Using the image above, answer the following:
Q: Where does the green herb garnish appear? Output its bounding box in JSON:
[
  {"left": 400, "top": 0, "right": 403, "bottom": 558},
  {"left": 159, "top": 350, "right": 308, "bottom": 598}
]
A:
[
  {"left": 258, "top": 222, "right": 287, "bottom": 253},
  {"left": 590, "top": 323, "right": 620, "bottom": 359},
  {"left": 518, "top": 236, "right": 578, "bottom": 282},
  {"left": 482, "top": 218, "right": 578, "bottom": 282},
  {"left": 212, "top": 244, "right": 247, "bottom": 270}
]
+++
**To do**
Please reproduce the material in its entirety, exactly as it stands.

**The completed task**
Using the image above, answer the following:
Q: Where does the green herb garnish appear? Output its bounding box in JSON:
[
  {"left": 400, "top": 0, "right": 403, "bottom": 558},
  {"left": 159, "top": 350, "right": 308, "bottom": 598}
]
A:
[
  {"left": 258, "top": 222, "right": 287, "bottom": 253},
  {"left": 590, "top": 323, "right": 620, "bottom": 359},
  {"left": 518, "top": 236, "right": 578, "bottom": 282},
  {"left": 482, "top": 218, "right": 578, "bottom": 282},
  {"left": 212, "top": 244, "right": 247, "bottom": 270}
]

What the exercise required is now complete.